**Objectif indiqué A**: Pour chacun des énoncés suivants, indiquez par oui ou par non s'il s'accorde avec le texte sur Casanova, et citez les mots du texte qui tranchent : (i) la maison Brockhaus, de Leipzig, aurait le projet de publier le texte authentique des Mémoires de Casanova ; (ii) la personne qui écrit relit les deux petits tomes avec le même plaisir qu'autrefois ; (iii) le nouveau texte lui procure de plus grandes satisfactions esthétiques.
**Objectif indiqué B**: Condensez sous forme de liste le paragraphe du texte sur Casanova qui commence par « On parle, de temps à autre », en gardant ses faits principaux.
**Objectif indiqué C**: Écrivez la suite du texte sur Casanova, à partir de sa dernière phrase.

Promenades Littéraires (Gourmont)/Casanova

Promenades LittérairesMercure de France (p. 271-276).


CASANOVA


On parle, de temps à autre, d’une publication dont la maison Brockhaus, de Leipzig, aurait le projet. Il s’agit du texte authentique des Mémoires de Casanova. Cela réjouit quelques lettrés et tous les curieux. Souvenons-nous cependant d’une déception récente. Sans doute, il est heureux que nous possédions la correspondance complète de Stendhal, mais peut-être que ce bonheur n’est pas sans mélange, non plus que la grâce du nouveau texte. Ce qu’avait enlevé Mérimée valait-il la peine d’être rétabli ? La satisfaction de pouvoir lire quelques phrases libertines vaut-elle le sacrifice du plaisir littéraire ? Le document brutal est-il supérieur à la beauté ? Ces questions seront résolues différemment, selon les goûts ; et moi-même, tout en regrettant les deux rares petits tomes, je ne saurais plus les relire avec le plaisir d’antan ; je les délaisse pour le nouveau texte qui m’instruit davantage, tout en me donnant de moindres satisfactions esthétiques. Mais c’est la faute de l’époque présente, et je m’y résigne, d’autant plus que cela fera plaisir au mystérieux M. Paupe.

**Extraits de données**:
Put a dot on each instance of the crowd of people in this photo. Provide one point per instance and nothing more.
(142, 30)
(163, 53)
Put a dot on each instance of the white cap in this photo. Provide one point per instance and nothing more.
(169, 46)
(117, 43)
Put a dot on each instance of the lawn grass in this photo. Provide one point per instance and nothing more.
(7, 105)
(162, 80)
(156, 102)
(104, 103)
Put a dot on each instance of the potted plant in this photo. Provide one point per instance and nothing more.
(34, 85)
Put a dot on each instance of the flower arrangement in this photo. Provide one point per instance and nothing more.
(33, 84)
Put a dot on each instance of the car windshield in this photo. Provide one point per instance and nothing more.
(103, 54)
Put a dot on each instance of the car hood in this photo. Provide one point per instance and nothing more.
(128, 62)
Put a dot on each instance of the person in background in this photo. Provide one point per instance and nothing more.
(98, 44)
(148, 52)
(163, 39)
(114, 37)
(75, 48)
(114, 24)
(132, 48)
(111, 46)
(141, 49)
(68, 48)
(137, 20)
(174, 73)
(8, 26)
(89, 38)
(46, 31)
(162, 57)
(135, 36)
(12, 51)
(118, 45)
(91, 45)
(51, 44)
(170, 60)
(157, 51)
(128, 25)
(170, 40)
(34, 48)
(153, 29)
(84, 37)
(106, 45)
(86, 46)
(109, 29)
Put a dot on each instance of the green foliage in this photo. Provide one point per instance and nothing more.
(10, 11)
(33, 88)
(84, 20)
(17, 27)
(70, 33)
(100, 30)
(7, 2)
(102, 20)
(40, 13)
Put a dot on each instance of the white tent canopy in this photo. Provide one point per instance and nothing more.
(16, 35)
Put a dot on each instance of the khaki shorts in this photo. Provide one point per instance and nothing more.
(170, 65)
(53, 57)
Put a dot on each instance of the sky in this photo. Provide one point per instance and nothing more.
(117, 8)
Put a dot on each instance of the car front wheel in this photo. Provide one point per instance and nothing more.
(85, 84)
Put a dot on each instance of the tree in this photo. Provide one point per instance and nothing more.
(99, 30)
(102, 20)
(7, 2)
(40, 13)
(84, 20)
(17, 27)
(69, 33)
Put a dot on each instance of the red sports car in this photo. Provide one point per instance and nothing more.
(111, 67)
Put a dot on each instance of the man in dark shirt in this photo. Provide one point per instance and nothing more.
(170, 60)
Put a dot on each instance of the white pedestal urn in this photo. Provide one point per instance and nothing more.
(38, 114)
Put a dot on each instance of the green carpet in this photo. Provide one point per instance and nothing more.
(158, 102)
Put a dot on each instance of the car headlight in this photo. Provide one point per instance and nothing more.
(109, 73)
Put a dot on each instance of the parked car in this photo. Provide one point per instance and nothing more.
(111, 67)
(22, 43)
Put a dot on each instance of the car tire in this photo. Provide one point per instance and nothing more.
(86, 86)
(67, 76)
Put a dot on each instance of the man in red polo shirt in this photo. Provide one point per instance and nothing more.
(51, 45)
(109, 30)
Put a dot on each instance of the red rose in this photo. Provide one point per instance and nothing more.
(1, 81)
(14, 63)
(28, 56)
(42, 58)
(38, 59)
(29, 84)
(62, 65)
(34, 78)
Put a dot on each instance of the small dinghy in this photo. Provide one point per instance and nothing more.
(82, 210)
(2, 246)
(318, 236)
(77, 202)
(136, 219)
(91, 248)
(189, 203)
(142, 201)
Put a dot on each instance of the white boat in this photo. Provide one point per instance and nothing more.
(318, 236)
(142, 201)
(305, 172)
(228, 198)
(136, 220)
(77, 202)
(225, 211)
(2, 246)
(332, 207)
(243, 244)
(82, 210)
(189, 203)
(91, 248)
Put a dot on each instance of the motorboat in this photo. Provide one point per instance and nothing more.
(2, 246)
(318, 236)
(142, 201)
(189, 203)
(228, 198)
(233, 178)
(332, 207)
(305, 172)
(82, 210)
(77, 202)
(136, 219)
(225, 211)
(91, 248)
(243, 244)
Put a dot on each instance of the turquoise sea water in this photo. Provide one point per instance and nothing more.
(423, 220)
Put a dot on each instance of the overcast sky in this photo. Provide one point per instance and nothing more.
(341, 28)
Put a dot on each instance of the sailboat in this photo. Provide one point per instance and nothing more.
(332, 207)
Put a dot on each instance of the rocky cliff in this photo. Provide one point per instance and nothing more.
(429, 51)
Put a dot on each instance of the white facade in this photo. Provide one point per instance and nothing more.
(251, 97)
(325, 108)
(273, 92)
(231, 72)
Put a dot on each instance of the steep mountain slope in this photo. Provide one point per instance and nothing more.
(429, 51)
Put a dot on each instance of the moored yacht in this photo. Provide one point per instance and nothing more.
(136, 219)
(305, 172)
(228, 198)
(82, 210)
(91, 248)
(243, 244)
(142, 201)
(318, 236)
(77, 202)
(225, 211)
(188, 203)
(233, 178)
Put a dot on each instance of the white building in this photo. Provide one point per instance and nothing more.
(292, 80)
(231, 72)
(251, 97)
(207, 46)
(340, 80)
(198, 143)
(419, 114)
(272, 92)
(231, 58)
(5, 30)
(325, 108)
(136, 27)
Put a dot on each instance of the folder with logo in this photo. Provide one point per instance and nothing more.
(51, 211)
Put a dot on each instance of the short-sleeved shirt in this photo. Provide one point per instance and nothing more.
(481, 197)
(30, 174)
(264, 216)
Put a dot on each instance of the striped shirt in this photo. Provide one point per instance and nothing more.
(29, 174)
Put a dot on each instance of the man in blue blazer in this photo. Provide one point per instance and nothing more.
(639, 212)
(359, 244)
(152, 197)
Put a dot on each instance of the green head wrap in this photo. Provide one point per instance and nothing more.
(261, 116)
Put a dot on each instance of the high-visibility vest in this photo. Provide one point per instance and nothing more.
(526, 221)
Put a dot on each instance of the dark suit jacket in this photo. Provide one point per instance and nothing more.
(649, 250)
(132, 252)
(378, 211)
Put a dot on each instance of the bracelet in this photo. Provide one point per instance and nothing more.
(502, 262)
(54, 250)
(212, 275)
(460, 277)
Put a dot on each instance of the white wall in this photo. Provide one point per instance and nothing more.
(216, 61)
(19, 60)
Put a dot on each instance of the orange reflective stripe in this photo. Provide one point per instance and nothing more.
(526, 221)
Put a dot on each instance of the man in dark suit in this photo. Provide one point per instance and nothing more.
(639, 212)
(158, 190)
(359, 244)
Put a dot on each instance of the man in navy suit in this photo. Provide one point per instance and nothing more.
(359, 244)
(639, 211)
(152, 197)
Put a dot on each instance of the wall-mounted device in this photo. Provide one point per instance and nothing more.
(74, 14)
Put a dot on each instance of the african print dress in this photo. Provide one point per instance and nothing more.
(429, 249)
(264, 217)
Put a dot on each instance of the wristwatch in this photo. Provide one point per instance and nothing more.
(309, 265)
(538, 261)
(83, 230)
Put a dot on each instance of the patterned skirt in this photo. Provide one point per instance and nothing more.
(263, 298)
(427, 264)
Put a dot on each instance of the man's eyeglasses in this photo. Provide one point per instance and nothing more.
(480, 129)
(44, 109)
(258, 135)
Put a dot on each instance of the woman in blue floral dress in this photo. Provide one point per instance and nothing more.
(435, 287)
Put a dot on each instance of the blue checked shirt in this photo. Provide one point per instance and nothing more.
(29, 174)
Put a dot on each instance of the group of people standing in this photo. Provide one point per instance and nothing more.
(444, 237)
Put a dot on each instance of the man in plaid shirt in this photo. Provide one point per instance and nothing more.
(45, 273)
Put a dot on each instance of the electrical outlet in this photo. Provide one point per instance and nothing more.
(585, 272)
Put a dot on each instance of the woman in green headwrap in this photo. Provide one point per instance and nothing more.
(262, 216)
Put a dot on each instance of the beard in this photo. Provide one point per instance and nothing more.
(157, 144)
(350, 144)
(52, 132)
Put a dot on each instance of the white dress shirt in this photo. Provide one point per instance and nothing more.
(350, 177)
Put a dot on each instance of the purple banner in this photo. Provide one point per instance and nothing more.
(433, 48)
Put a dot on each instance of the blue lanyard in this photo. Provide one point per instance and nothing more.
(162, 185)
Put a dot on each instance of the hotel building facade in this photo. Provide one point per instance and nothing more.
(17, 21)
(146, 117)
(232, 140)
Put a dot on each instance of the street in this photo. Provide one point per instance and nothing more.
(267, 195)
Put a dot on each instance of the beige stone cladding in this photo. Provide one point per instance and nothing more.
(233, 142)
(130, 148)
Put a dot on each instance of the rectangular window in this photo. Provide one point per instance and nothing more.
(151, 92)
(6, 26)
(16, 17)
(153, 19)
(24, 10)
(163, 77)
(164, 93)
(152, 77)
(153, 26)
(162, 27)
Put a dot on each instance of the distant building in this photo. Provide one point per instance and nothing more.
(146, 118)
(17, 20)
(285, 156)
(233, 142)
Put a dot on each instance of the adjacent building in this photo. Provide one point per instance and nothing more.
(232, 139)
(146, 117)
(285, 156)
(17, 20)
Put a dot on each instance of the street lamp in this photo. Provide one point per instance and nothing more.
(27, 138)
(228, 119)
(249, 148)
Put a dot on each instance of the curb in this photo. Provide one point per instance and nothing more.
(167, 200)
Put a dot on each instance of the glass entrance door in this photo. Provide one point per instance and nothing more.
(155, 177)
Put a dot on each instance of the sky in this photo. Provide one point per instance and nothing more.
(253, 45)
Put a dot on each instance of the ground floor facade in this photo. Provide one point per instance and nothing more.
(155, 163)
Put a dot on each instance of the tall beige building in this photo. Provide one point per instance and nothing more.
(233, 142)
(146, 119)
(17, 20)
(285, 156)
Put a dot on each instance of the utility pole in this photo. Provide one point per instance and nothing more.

**Réponse à l'exercice A**:
(i) Oui : « d’une publication dont la maison Brockhaus, de Leipzig, aurait le projet. Il s’agit du texte authentique des Mémoires de Casanova. »
(ii) Non : « je ne saurais plus les relire avec le plaisir d’antan »
(iii) Non : « tout en me donnant de moindres satisfactions esthétiques »

**Réponse à l'exercice B**:
- La maison Brockhaus, de Leipzig, aurait le projet de publier le texte authentique des Mémoires de Casanova, ce qui réjouit quelques lettrés et tous les curieux.
- On se souvient pourtant d’une déception récente : la correspondance complète de Stendhal.
- Le texte demande si ce qu’avait enlevé Mérimée valait d’être rétabli, et si le document brutal vaut mieux que la beauté ; la réponse dépend des goûts.
- La personne qui écrit regrette les deux petits tomes, mais ne peut plus les relire avec le plaisir d’antan.
- Elle leur préfère le nouveau texte, qui l’instruit davantage mais lui donne de moindres satisfactions esthétiques.
- Elle en accuse l’époque présente et s’y résigne, d’autant que cela fera plaisir à M. Paupe.

**Réponse à l'exercice C**:
Un problème analogue se pose pour les Mémoires de Casanova. Le Brokhaus entre les mains de qui échut le manuscrit en reconnut l’intérêt, ce qui prouve son esprit, mais recula devant sa publication littérale, ce qui prouve très probablement son goût. Nous en jugerons définitivement, si le Brockhaus actuel donne suite à son idée. On peut bien reconnaître, dès maintenant, après la mise au jour, par Octave Uzanne et Arthur Symons, de quelques passages inédits, qu’il y a une parité certaine de ton entre le texte authentique de Casanova et celui qui fut revisé par un homme de lettres, au nom destiné à la gloire, mais plus tard, Laforgue. On sait, cependant, par la préface même de l’édition originale, que Casanova, en racontant ses bonnes fortunes, qui furent parfois mauvaises, appelle avec crudité les choses par leur nom et que Laforgue y substitua des périphrases. Serait-ce cela qu’on veut établir, et veut-on faire un ouvrage obscène d’un ouvrage qui, quoique très libertin, demeure avouable ? Je viens d’en relire, à petit feu, sans en passer une ligne, les huit volumes ce serait dommage.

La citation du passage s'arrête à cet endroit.